▸ **Set task 1**
Translate this sentence from the article below on J.B. Holmes into Spanish: "The first step is figuring out the Stadium Course."

Holmes a Rookie Who is Feeling Like a Veteran

By Associated PressMarch 21, 2006, 5:00 pm
PONTE VEDRA BEACH, Fla. -- The Players Championship is the kind of week that makes J.B. Holmes realize how quickly his life has changed.
 
A year ago, he was a senior at Kentucky watching on television as Fred Funk saved par from the bunker on the last hole to win the richest prize on the PGA Tour. Holmes knows a little about the TPC at Sawgrass. He has played it on a video game, and he played nine holes last year after a college match across the street at Sawgrass Country Club.
 
J.B. Holmes
J.B. Holmes is playing in his first PLAYERS Championship.
But the circumstances were entirely different Tuesday.
 
He is the only rookie in the 144-man field that tees off Thursday, and they don't offer invitations. The Players Championship, known in these parts as the fifth major, is for players who finished in the top 125 on the money list last year, who won majors in the last five years or who are PGA Tour winners.
 
That's where Holmes comes in.
 
The first player in 22 years to win medalist honors at Q-school straight out of college, Holmes needed only four starts to capture his first PGA Tour title, overpowering the TPC of Scottsdale to win the FBR Open by seven shots. He is 11th on the PGA Tour money list, and a good week at Sawgrass could earn him a ticket to the Masters.

'Last year I was in college,' he said. 'It's all been a big change really fast for me, and I'm still trying to adjust.'
 
The first step is figuring out the Stadium Course.
 
Since moving to this Pete Dye creation in 1982, The Players Championship has had a variety of winners -- the power of Tiger Woods, Davis Love III, David Duval, Greg Norman and Adam Scott; the solid iron play of Nick Price, Hal Sutton and Steve Elkington; control players such as Funk and Justin Leonard.
 
The par 72 is only 7,093 yards, relatively short by today's standards. Stranger still is that in an era where tees often are pushed back to cope with the big bashers, this one hasn't changed in eight years.
 
It is a complete test because of the angles required off the tee, precision into the greens that are severely contoured and the pressure of the final three holes, none greater than the island green for the par-3 17th.
 
'I do think the course doesn't favor any one style of play,' Phil Mickelson said. 'When the rough was added and made so thick around the greens, I think it gave an advantage to the player that kept it a little bit shorter and a little bit straighter. But because the greens are small and tough to hit, there's an advantage to a guy who can hit a little bit longer. Whoever is playing well is the guy that has the advantage.'
 
Holmes falls under the power category.
 
He overwhelmed the field in Phoenix, hitting his final tee shot over a lake meant to guard the left side of the fairway. But the 23-year-old rookie knows there is more to golf than distance.
 
'Everyone thinks we can just hit it a mile,' Holmes said, referring to himself, Camilo Villegas and Bubba Watson. 'You've got to putt out here. You can hit it a long ways, but being able to putt is the biggest advantage. You've got to have a short game, you can't just hit it long.'
 
Make no mistake, though. Holmes can hit it long.

▸ **Records for this task**

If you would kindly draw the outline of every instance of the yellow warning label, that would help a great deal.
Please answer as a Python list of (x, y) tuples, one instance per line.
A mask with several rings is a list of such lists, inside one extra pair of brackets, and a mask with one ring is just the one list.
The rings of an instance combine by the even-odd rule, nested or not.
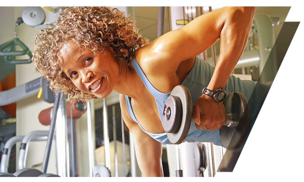
[(186, 25), (189, 22), (188, 20), (176, 20), (176, 25)]

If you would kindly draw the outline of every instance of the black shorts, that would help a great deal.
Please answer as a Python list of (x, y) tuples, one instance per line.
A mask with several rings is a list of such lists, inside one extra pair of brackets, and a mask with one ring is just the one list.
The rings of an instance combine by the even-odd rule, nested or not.
[[(257, 177), (264, 170), (292, 168), (292, 92), (291, 89), (282, 88), (280, 102), (263, 131), (257, 148), (250, 155), (242, 153), (233, 172), (223, 173), (223, 177)], [(294, 121), (294, 127), (299, 128), (299, 122)], [(297, 126), (296, 122), (299, 123)], [(299, 152), (297, 155), (299, 161)]]

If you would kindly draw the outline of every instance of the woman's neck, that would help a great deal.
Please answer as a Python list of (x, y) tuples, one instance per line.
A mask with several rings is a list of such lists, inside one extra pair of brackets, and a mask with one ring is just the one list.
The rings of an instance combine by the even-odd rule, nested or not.
[(113, 90), (136, 99), (145, 88), (132, 64), (120, 66), (119, 77)]

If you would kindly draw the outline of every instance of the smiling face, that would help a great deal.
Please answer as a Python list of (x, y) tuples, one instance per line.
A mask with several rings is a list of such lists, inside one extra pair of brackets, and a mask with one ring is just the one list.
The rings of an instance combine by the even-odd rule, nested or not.
[(64, 72), (81, 91), (100, 98), (105, 98), (114, 88), (119, 74), (119, 66), (112, 47), (102, 52), (81, 50), (72, 41), (65, 43), (60, 50)]

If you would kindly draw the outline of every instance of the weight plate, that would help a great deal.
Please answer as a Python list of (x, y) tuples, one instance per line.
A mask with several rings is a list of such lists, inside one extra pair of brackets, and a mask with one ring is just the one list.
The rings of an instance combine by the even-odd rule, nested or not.
[(181, 103), (182, 113), (180, 126), (175, 133), (167, 133), (168, 138), (174, 144), (180, 144), (187, 136), (192, 119), (192, 100), (190, 92), (183, 85), (178, 85), (174, 87), (171, 96), (177, 96)]
[(37, 177), (61, 177), (58, 175), (53, 174), (42, 174), (39, 175)]
[(43, 173), (38, 169), (25, 168), (15, 172), (13, 175), (18, 177), (36, 177)]
[(176, 133), (179, 128), (182, 112), (181, 99), (177, 96), (170, 96), (165, 103), (163, 113), (163, 126), (167, 133)]
[(26, 6), (22, 11), (22, 17), (26, 25), (34, 27), (44, 23), (45, 14), (39, 6)]
[(5, 173), (0, 173), (0, 177), (16, 177), (12, 174)]
[[(234, 123), (230, 127), (223, 125), (219, 130), (219, 135), (223, 144), (229, 149), (235, 149), (240, 146), (247, 135), (250, 127), (250, 119), (242, 120), (239, 122), (247, 101), (246, 97), (238, 92), (231, 93), (227, 96), (223, 103), (226, 113), (233, 115)], [(248, 116), (247, 116), (247, 117)], [(238, 130), (236, 130), (237, 126)], [(232, 136), (234, 135), (233, 140)]]

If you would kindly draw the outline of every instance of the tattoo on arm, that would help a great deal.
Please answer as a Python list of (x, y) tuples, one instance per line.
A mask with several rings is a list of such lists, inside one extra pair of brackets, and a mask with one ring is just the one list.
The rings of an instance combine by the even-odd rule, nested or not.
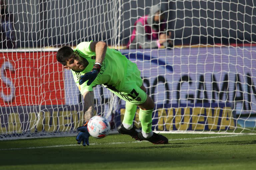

▸ **Set task 2**
From the records, copy out word for word the stretch from the line that contains "shorts, that would help a great deal." through the line that contains "155), (299, 161)]]", both of those lines included.

▸ **Task output 1**
El primer paso es descifrar el Stadium Course.

▸ **Task output 2**
If you would kindly draw the outline of every instance of the black shorts, that would help a great deal.
Please answer as a Python list of (x, y) tuples, one instance per line.
A mask with several rings is a list of such lists, inside one extra pair of brackets, and a mask with one ring is just the one list.
The rings of an instance combine by the even-odd rule, nested or not.
[[(257, 177), (264, 170), (292, 168), (292, 92), (291, 89), (282, 88), (280, 102), (263, 131), (257, 148), (250, 155), (242, 153), (233, 172), (223, 173), (223, 177)], [(294, 121), (294, 127), (299, 128), (299, 122)], [(297, 126), (296, 122), (299, 123)], [(299, 152), (297, 155), (299, 161)]]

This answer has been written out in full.